- [Activity]:
For the entries that follow, set down each one exactly and drop any pictures.

[Region pointing data]
□ □ □ □

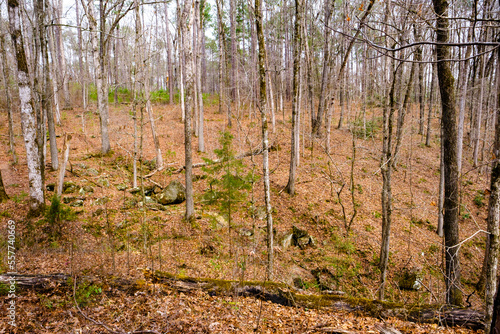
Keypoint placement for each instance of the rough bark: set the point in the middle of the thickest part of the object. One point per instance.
(60, 55)
(28, 118)
(265, 140)
(187, 48)
(62, 172)
(493, 242)
(3, 193)
(449, 138)
(318, 119)
(290, 187)
(45, 91)
(5, 72)
(200, 34)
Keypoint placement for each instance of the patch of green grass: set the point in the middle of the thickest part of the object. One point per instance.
(19, 198)
(368, 129)
(479, 199)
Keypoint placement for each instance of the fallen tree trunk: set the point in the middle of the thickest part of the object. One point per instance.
(253, 152)
(278, 293)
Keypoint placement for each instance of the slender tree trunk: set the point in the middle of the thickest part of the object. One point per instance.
(386, 166)
(3, 194)
(493, 242)
(61, 57)
(431, 103)
(62, 172)
(401, 117)
(318, 120)
(28, 117)
(45, 94)
(169, 58)
(290, 187)
(81, 73)
(201, 139)
(55, 88)
(265, 140)
(449, 125)
(6, 78)
(477, 132)
(187, 48)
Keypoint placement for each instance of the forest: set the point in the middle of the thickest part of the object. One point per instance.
(278, 166)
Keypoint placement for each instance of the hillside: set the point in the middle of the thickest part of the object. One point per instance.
(115, 232)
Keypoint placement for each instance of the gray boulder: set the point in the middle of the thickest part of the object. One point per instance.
(174, 193)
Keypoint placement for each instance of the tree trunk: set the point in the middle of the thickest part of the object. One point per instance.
(55, 82)
(431, 103)
(449, 138)
(60, 55)
(28, 118)
(60, 182)
(290, 187)
(201, 32)
(3, 194)
(493, 242)
(386, 166)
(187, 48)
(169, 59)
(318, 120)
(5, 72)
(45, 91)
(265, 141)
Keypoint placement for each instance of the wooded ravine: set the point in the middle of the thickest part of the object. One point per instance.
(278, 167)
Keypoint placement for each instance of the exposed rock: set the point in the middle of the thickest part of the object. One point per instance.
(121, 187)
(92, 172)
(101, 201)
(135, 190)
(69, 187)
(301, 238)
(67, 200)
(220, 222)
(409, 279)
(299, 277)
(77, 203)
(324, 278)
(130, 203)
(174, 193)
(246, 232)
(208, 250)
(86, 189)
(103, 182)
(287, 241)
(98, 212)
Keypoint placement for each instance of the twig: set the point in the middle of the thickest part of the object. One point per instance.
(100, 323)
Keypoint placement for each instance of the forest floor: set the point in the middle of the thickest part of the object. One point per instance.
(115, 234)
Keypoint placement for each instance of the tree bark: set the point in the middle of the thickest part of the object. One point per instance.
(3, 194)
(449, 138)
(318, 120)
(493, 241)
(5, 72)
(199, 44)
(28, 118)
(187, 48)
(265, 140)
(45, 91)
(297, 51)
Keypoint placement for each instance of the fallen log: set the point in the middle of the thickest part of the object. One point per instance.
(253, 152)
(278, 293)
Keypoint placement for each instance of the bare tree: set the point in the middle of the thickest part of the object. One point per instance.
(28, 117)
(265, 140)
(449, 138)
(290, 187)
(187, 21)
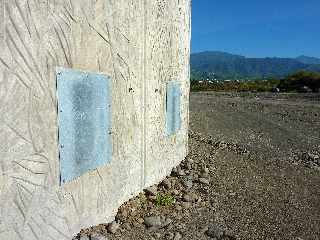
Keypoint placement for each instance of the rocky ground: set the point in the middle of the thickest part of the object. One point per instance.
(253, 172)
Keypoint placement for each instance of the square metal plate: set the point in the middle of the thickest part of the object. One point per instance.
(84, 118)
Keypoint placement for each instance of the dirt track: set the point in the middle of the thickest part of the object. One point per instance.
(275, 126)
(260, 169)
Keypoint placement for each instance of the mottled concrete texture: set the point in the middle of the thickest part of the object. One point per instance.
(141, 45)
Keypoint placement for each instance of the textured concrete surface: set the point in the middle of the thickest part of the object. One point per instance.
(141, 45)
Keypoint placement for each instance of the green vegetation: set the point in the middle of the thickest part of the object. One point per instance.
(302, 81)
(235, 86)
(164, 200)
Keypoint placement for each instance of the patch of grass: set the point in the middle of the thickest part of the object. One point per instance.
(164, 200)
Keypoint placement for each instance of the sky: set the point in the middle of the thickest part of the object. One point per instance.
(257, 28)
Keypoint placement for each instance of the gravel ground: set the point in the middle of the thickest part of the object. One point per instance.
(252, 173)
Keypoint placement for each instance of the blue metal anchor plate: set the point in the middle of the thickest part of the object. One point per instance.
(173, 102)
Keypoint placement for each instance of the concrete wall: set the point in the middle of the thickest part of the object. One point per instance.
(141, 45)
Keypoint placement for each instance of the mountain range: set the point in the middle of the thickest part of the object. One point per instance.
(222, 65)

□ □ □ □

- [Result of the exercise]:
Keypoint placement for each instance of the rough bark: set the point in the middle of the thickest part of the object. One point per instance.
(60, 55)
(28, 118)
(265, 140)
(187, 48)
(62, 172)
(493, 242)
(3, 193)
(449, 138)
(318, 119)
(290, 187)
(45, 91)
(5, 72)
(200, 34)
Keypoint placement for each instance of the patch of green grass: set the point in the middle of the thickest part of the object. One point per instance.
(19, 198)
(368, 129)
(479, 199)
Keypoint placement for each instance of the fallen tree trunk: set the point in the middle of the thickest part of the object. One point per instance.
(253, 152)
(278, 293)
Keypoint placement for each instance of the slender tree trunk: set the point in the middle of the thickest part of the object. One point per instance.
(386, 166)
(3, 194)
(493, 242)
(61, 57)
(431, 103)
(62, 172)
(401, 117)
(318, 120)
(28, 117)
(45, 94)
(169, 58)
(290, 187)
(81, 73)
(201, 139)
(55, 88)
(265, 140)
(449, 125)
(6, 78)
(477, 132)
(187, 48)
Keypoint placement for each instance of the forest: set the point in the middle of the thickest part of the object. One point per instance.
(278, 166)
Keypoint placement for each instance of the hillside: set the point in the middle of the thickest part of the object. One point per instance.
(115, 232)
Keypoint placement for each instance of the gray boulder: set the point in the middle of the thickest part of the object. One point per instance.
(174, 193)
Keypoint placement for each instance of the tree trunk: set the point in the middle of the thickest part of the object. One point per instance.
(55, 82)
(431, 103)
(449, 138)
(60, 55)
(28, 118)
(60, 182)
(290, 187)
(201, 32)
(3, 194)
(493, 242)
(386, 166)
(187, 48)
(169, 59)
(318, 120)
(5, 72)
(45, 91)
(265, 141)
Keypoint placement for each instance of the wooded ravine: set the point in the middle of the thickest part of the object. One point per instance.
(278, 167)
Keypoint placement for each instance of the exposed rock: set the point in the middle of the thickest part of the object. One point per instance.
(121, 187)
(92, 172)
(101, 201)
(135, 190)
(69, 187)
(301, 238)
(67, 200)
(220, 222)
(409, 279)
(299, 277)
(77, 203)
(324, 278)
(130, 203)
(174, 193)
(246, 232)
(208, 250)
(86, 189)
(103, 182)
(287, 241)
(98, 212)
Keypoint placement for each instance of the twig: set the point in the middle of the thickest part of the object. One point per instance.
(100, 323)
Keypoint placement for each instance of the forest floor: set the point in the middle of the thickest part of the object. One point per instance.
(115, 234)
Keypoint placement for each instance of the tree bark: set the point in the middle of the thickest part of the object. One point per instance.
(3, 194)
(449, 138)
(318, 120)
(493, 241)
(5, 72)
(199, 44)
(28, 118)
(187, 48)
(265, 140)
(45, 91)
(297, 51)
Keypoint placement for each instance of the fallen log: set the point in the middle of the thickest part of the object. One point per instance.
(253, 152)
(278, 293)
Keypoint placement for each instance of the bare tree: set the point in the middle of the thickest part of the object. One point per instance.
(28, 117)
(265, 140)
(449, 138)
(290, 187)
(187, 21)
Keypoint placement for each instance of the rocky ground: set the point in the middle of the thickest part of the object. One point per instance.
(253, 172)
Keypoint placement for each instance of the square metal plate: set the point in the middle of the thickest part of the object. One point per instance.
(84, 118)
Keypoint placement for each instance of the dirt track: set the point in the middle of the thickest part of the object. One point per instance.
(275, 126)
(260, 169)
Keypoint placement for each instance of the mottled concrete texture: set the point in the middle of the thickest part of the object. One point per instance.
(141, 45)
Keypoint placement for each instance of the textured concrete surface: set the point in the middle of the thickest part of the object. One point per instance.
(141, 45)
Keypoint placement for each instance of the green vegetation: set the point in the middle of the thickest part of the object. One point per instance.
(302, 81)
(235, 86)
(164, 200)
Keypoint placement for each instance of the patch of grass: set the point in the middle of the thickest part of the object. One point per instance.
(164, 200)
Keypoint placement for each instance of the sky: set the point in the middle of the thickest part of the object. One point per instance.
(257, 28)
Keypoint placement for each instance of the gravel ground: set the point in the middle of the thickest part of the object. One point per instance.
(252, 173)
Keypoint placement for each instance of the blue metal anchor plate: set the point in the middle of the thickest part of the object. One point per instance.
(173, 102)
Keypoint placement for each instance of the concrete wall: set the point in the middle of the thickest part of the object. One point per instance.
(141, 45)
Keypoint placement for each instance of the mountain range: set the point in the middle of the thickest part of the object. One point per instance.
(222, 65)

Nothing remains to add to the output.